== What to produce ==
Reproduce the lines below word for word, without the pictures.

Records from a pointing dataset
----

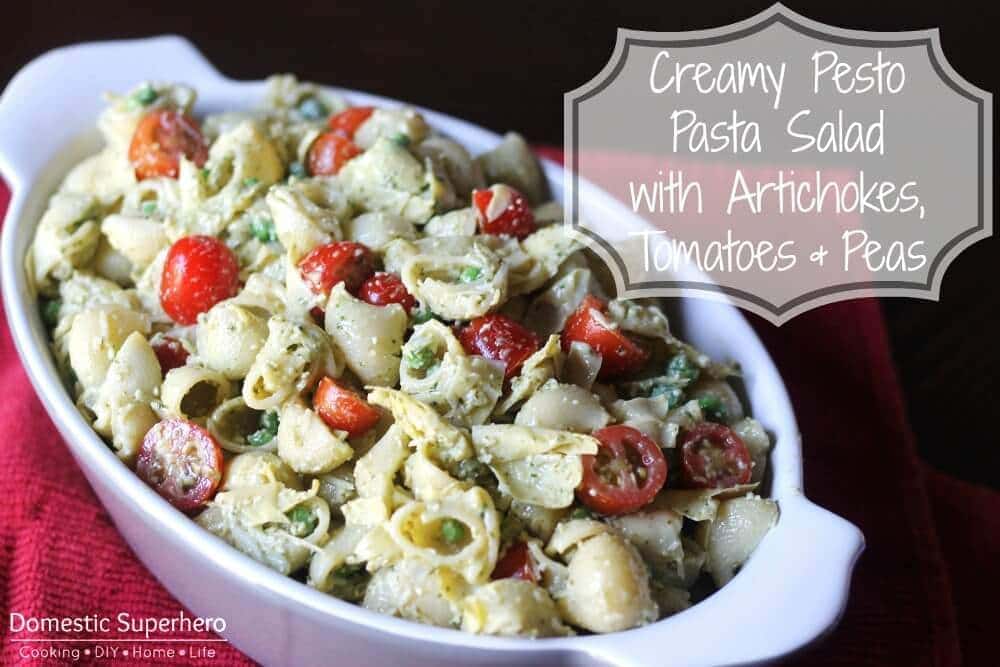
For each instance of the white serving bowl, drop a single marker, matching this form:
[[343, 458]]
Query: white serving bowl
[[792, 590]]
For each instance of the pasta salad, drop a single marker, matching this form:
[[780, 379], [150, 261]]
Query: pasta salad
[[382, 366]]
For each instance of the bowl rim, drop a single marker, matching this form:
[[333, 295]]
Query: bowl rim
[[90, 452]]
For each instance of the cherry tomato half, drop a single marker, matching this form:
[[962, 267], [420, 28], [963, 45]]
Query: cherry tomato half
[[382, 289], [199, 272], [342, 409], [499, 338], [619, 353], [516, 563], [626, 474], [182, 462], [713, 457], [347, 122], [338, 262], [329, 153], [170, 353], [503, 211], [159, 141]]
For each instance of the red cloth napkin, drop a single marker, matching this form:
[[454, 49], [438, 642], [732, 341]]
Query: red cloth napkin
[[932, 541]]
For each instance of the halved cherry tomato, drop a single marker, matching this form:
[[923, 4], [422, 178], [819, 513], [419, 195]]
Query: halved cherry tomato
[[342, 409], [499, 338], [626, 474], [619, 353], [713, 457], [182, 462], [159, 141], [338, 262], [503, 211], [383, 288], [170, 353], [516, 563], [349, 120], [199, 272], [329, 153]]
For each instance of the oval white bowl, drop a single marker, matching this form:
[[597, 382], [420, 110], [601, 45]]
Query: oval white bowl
[[792, 590]]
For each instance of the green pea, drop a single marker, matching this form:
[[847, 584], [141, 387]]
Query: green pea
[[712, 408], [422, 359], [452, 531], [259, 438], [263, 230], [303, 521], [470, 274], [269, 420], [50, 312], [267, 431], [313, 109], [145, 96]]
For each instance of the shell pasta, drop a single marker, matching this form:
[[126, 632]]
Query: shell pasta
[[375, 362]]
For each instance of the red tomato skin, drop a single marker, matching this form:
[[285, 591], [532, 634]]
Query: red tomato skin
[[170, 353], [515, 220], [499, 338], [159, 141], [347, 122], [341, 261], [620, 355], [342, 409], [329, 153], [382, 289], [199, 272], [516, 563], [177, 435], [625, 497], [735, 458]]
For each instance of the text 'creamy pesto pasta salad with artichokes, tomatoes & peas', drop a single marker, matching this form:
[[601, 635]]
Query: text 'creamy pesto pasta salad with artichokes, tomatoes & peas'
[[377, 364]]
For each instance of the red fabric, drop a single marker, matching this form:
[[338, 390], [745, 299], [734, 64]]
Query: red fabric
[[932, 541]]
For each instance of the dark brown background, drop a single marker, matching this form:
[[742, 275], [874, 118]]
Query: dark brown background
[[506, 65]]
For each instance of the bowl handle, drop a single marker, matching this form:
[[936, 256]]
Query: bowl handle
[[33, 105], [791, 592]]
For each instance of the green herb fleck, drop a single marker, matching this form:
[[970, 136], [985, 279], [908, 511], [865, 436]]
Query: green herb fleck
[[712, 408], [144, 96], [422, 359], [349, 570], [303, 521], [472, 470], [672, 392], [313, 109], [50, 312], [422, 315], [267, 431], [452, 531], [681, 371], [263, 230], [470, 274]]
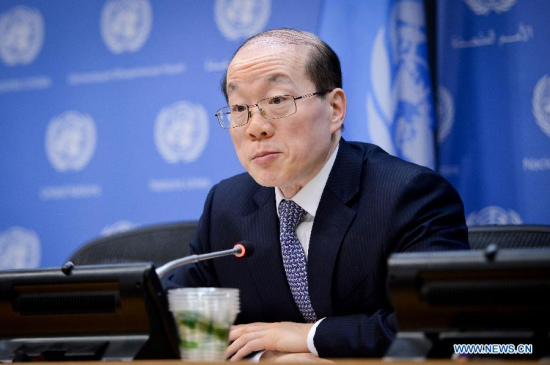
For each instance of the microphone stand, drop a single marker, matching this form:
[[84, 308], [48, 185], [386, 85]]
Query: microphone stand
[[239, 251]]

----

== Solution for this problem ==
For each instance of the white serving bowl, drop a single marker, matching this form:
[[343, 458]]
Query: white serving bowl
[[792, 590]]
For each instance of the pasta salad, drop a single marker, matching this form:
[[780, 379], [150, 261]]
Query: pasta salad
[[382, 366]]
For each instance of the bowl rim, drop a single marker, matching this form:
[[333, 295]]
Query: bowl rim
[[90, 452]]
For each instance of the cherry tomato half, drop a single marker, matching this form:
[[962, 267], [420, 28], [963, 45]]
Query: cherry tomato half
[[382, 289], [199, 272], [342, 409], [499, 338], [619, 353], [516, 563], [626, 474], [182, 462], [713, 457], [347, 122], [338, 262], [329, 153], [170, 353], [503, 211], [159, 141]]
For each instance of the red cloth napkin, drop a single marker, matching this form:
[[454, 49], [438, 642], [732, 341]]
Query: red cloth napkin
[[932, 541]]
For each instance of the halved cherry tomato, drop a single marker, matching this form:
[[923, 4], [422, 178], [819, 513], [419, 195]]
Query: halved cherry tomato
[[342, 409], [499, 338], [626, 474], [619, 353], [713, 457], [182, 462], [159, 141], [338, 262], [503, 211], [383, 288], [170, 353], [516, 563], [349, 120], [199, 272], [329, 153]]
For each instance of the oval white bowl, drop a single marker, matching this form:
[[597, 382], [420, 110], [601, 45]]
Query: oval white bowl
[[792, 590]]
For each instance of the green pea, drop a single marker, matching this form:
[[847, 584], [141, 387]]
Query: green pea
[[712, 408], [422, 359], [452, 531], [259, 438], [263, 230], [303, 521], [470, 274], [269, 420], [50, 312], [267, 431], [313, 109], [145, 96]]
For each instance of the shell pasta, drop a single marker, matching this form:
[[126, 632]]
Query: shell pasta
[[375, 362]]
For each instance of the red tomato skin, drop a single marker, matching this form:
[[285, 591], [532, 634]]
Query: red tomato skin
[[170, 353], [515, 220], [499, 338], [159, 141], [347, 122], [341, 261], [620, 355], [342, 409], [329, 153], [382, 289], [199, 272], [516, 563], [177, 435], [625, 497], [735, 458]]
For each instance of the text 'creamy pesto pasta salad with artichokes, tomatoes & peas', drop a single marker, matching this form:
[[601, 635]]
Query: text 'creamy pesto pasta salad with artichokes, tomatoes & peas'
[[377, 364]]
For each instance of the red fabric, drop a single marker, matching this form:
[[338, 390], [745, 299], [734, 64]]
Query: red fabric
[[932, 541]]
For each instance of the dark brown background, drop a single marker, matching this form:
[[742, 275], [874, 118]]
Query: dark brown background
[[506, 65]]
For each instance of the bowl handle, drop a single marker, matching this form:
[[936, 256]]
Query: bowl handle
[[33, 105], [791, 592]]
For each instance of the green herb fleck, drop a single marker, matching this form:
[[970, 136], [985, 279], [908, 511], [865, 436]]
Query: green herb fleck
[[712, 408], [144, 96], [422, 359], [349, 570], [303, 521], [472, 470], [672, 392], [313, 109], [50, 312], [422, 315], [267, 431], [452, 531], [681, 371], [263, 230], [470, 274]]
For each instance of the microphone stand, drop a single marker, matching this form:
[[84, 308], [48, 185], [386, 85]]
Query: microphone stand
[[239, 251]]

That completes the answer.